**The task:** Would you copy the material below word for word, beginning with its first line and ending with the line that contains "the cloudy sky"?

**Exercise materials:**
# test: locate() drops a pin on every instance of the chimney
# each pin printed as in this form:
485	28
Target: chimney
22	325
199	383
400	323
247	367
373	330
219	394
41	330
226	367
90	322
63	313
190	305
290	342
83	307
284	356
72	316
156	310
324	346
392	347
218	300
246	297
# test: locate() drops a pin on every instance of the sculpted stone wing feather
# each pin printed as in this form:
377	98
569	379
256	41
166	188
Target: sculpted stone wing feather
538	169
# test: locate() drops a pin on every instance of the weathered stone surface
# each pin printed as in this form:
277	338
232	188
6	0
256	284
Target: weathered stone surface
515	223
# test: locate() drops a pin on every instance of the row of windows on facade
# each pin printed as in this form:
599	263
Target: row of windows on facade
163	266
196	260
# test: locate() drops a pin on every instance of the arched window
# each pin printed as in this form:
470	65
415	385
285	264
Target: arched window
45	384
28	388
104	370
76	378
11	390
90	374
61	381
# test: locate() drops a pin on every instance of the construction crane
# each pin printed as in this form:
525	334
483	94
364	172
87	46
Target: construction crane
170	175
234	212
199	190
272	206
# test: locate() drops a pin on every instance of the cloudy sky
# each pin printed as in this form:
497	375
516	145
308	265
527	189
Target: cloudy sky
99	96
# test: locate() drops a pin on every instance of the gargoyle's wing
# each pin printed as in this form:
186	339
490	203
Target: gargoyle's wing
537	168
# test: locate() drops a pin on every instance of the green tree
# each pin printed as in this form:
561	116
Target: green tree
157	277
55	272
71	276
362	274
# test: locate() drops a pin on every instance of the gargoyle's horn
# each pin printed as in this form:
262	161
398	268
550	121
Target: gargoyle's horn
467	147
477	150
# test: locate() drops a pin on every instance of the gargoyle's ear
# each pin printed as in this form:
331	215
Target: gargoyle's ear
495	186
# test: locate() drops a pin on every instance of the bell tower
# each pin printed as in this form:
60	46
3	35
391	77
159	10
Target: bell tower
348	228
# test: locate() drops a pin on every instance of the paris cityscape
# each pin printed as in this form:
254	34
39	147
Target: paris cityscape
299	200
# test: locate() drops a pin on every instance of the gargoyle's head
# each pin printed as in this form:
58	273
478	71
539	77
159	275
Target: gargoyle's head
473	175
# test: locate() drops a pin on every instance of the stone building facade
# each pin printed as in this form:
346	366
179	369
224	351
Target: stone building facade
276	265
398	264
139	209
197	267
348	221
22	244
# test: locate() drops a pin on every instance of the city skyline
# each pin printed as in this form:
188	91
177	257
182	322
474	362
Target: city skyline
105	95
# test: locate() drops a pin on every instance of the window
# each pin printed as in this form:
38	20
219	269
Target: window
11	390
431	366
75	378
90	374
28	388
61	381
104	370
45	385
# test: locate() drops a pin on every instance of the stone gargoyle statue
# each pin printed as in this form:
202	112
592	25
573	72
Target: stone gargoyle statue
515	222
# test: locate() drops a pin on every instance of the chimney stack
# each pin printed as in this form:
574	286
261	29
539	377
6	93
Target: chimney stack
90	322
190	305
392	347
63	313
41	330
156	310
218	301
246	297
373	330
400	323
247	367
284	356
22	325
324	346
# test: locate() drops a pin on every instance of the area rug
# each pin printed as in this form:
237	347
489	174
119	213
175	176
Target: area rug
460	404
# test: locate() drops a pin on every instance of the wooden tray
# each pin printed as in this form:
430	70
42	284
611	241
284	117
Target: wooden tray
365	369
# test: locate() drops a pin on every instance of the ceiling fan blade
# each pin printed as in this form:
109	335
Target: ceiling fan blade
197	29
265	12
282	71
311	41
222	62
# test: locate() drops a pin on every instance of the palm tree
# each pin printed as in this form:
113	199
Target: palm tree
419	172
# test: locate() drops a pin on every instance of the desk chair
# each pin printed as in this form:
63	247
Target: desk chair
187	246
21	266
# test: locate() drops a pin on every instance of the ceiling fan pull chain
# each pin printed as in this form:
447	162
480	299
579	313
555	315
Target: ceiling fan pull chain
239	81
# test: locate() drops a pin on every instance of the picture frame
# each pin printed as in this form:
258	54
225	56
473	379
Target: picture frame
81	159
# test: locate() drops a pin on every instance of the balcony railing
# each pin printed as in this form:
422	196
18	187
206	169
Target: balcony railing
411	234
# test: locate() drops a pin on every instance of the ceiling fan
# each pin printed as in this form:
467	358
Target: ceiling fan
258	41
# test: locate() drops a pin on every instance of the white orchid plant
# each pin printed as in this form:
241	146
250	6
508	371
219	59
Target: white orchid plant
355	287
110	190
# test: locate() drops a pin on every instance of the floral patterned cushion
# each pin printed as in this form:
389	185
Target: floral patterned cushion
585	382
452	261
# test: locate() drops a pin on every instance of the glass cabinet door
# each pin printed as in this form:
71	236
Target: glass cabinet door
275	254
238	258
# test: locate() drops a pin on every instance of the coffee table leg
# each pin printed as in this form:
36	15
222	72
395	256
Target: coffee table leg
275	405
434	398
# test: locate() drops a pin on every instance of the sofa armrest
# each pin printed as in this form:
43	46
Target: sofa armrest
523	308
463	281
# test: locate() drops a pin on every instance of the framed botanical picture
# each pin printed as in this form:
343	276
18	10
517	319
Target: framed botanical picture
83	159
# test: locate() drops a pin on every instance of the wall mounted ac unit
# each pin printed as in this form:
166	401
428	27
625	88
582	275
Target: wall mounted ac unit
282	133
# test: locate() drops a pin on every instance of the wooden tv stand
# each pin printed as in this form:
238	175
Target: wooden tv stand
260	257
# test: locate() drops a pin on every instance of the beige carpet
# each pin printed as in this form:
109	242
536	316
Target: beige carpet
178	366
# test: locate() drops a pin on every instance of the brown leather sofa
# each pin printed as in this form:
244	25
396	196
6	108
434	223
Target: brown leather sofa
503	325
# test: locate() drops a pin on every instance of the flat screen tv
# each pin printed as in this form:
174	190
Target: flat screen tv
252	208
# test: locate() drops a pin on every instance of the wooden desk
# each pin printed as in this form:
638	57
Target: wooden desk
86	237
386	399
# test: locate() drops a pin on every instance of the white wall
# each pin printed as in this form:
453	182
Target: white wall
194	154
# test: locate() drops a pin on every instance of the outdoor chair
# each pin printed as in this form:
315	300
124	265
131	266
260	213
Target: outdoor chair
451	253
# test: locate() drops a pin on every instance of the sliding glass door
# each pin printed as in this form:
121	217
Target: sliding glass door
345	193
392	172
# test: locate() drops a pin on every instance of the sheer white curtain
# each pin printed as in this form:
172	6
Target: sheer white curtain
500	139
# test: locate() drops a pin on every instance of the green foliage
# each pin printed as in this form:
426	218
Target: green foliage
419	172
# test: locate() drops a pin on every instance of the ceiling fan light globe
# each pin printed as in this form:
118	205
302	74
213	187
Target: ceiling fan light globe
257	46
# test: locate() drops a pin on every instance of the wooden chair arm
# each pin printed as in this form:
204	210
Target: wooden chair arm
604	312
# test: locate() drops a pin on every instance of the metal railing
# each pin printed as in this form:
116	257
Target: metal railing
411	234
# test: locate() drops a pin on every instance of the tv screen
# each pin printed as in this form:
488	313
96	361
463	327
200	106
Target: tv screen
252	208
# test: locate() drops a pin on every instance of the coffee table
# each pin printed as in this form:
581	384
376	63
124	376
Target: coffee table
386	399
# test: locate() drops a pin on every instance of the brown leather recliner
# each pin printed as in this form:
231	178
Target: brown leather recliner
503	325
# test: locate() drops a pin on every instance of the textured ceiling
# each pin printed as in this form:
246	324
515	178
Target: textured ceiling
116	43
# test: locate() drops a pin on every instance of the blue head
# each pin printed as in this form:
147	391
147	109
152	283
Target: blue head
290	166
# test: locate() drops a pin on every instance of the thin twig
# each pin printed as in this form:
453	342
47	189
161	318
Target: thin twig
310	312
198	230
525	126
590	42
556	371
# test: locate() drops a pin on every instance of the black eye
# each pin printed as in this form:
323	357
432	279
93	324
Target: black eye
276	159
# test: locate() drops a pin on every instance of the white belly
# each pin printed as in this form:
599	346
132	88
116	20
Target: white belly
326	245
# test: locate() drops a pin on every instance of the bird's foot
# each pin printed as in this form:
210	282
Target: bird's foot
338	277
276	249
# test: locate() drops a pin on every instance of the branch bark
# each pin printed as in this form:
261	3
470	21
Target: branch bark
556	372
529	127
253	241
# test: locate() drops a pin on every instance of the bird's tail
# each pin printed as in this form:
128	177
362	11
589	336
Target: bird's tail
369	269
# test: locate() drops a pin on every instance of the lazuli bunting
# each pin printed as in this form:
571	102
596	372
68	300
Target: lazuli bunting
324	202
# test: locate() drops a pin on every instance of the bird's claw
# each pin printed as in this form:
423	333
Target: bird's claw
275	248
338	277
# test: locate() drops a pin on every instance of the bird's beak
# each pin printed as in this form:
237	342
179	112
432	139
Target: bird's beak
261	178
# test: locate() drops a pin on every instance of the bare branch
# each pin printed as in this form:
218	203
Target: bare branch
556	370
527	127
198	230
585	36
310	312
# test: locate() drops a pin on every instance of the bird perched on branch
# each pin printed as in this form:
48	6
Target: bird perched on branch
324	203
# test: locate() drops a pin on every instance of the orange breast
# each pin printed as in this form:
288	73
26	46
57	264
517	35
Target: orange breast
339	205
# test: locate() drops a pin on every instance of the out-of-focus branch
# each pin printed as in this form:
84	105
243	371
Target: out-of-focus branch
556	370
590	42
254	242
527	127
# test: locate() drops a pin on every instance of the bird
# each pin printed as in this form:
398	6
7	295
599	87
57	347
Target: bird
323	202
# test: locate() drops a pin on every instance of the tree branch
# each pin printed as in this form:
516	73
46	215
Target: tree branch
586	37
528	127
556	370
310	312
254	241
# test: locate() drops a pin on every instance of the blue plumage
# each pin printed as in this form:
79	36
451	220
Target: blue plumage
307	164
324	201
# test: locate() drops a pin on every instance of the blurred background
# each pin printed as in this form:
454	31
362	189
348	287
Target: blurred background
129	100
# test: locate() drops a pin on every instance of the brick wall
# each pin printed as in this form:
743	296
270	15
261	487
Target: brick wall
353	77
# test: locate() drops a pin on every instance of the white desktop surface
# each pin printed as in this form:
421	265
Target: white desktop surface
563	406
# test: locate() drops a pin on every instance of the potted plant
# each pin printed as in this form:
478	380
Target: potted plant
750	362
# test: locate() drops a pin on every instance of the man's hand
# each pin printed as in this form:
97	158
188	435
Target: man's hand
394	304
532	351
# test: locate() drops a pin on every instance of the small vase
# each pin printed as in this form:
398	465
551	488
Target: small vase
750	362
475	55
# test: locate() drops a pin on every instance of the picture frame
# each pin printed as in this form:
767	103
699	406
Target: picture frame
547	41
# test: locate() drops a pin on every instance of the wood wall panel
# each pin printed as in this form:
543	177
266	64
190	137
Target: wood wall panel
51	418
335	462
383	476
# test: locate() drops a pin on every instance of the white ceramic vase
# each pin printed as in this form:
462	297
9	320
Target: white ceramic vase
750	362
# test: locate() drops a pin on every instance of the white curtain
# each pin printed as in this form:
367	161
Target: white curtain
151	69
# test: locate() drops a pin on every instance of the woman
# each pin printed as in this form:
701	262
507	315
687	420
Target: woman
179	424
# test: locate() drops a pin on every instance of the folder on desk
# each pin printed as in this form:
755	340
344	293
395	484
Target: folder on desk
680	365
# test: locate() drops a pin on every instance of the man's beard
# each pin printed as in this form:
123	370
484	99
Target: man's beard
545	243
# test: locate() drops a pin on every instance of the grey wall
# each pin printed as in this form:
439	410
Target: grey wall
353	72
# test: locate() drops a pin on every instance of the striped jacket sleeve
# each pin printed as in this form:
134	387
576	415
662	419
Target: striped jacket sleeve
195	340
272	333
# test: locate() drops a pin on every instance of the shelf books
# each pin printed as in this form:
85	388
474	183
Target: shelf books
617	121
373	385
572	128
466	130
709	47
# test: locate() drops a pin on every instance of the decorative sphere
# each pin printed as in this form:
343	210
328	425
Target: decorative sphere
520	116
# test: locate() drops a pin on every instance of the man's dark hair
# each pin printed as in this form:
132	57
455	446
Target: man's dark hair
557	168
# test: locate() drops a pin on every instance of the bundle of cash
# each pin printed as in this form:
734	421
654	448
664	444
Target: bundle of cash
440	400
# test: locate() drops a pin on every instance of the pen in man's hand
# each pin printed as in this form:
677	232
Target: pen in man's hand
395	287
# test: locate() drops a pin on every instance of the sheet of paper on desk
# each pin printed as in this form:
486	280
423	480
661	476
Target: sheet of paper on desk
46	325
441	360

**Solved problem:**
# test: locate() drops a pin on every instance of the chimney
# each pin printed as in this form:
485	28
Target: chimney
22	325
199	383
400	323
247	367
373	330
219	394
41	330
226	367
90	322
63	313
190	305
290	342
83	307
284	356
72	316
156	310
324	346
392	347
218	300
246	297
# test: locate() drops a pin on every instance of the sculpted stone wing feather
# each pin printed as in this form:
377	98
569	379
256	41
166	188
Target: sculpted stone wing feather
538	169
# test: locate() drops a pin on every instance of the weathered stone surface
# each pin printed as in this form:
277	338
232	188
6	0
256	284
Target: weathered stone surface
515	223
# test: locate() drops a pin on every instance of the row of windows on facade
# each pin printed as in this form:
599	263
Target: row of windows on facade
163	266
196	260
# test: locate() drops a pin on every instance of the arched window
# each pin printed as in this form:
470	65
415	385
285	264
Target: arched window
45	384
28	388
104	370
76	378
11	390
90	374
61	381
# test: locate() drops a pin on every instance of the construction crane
# each pin printed as in this form:
525	334
483	94
364	172
87	46
Target: construction crane
170	175
234	212
199	190
272	206
# test: locate() drops a pin on every instance of the cloudy sky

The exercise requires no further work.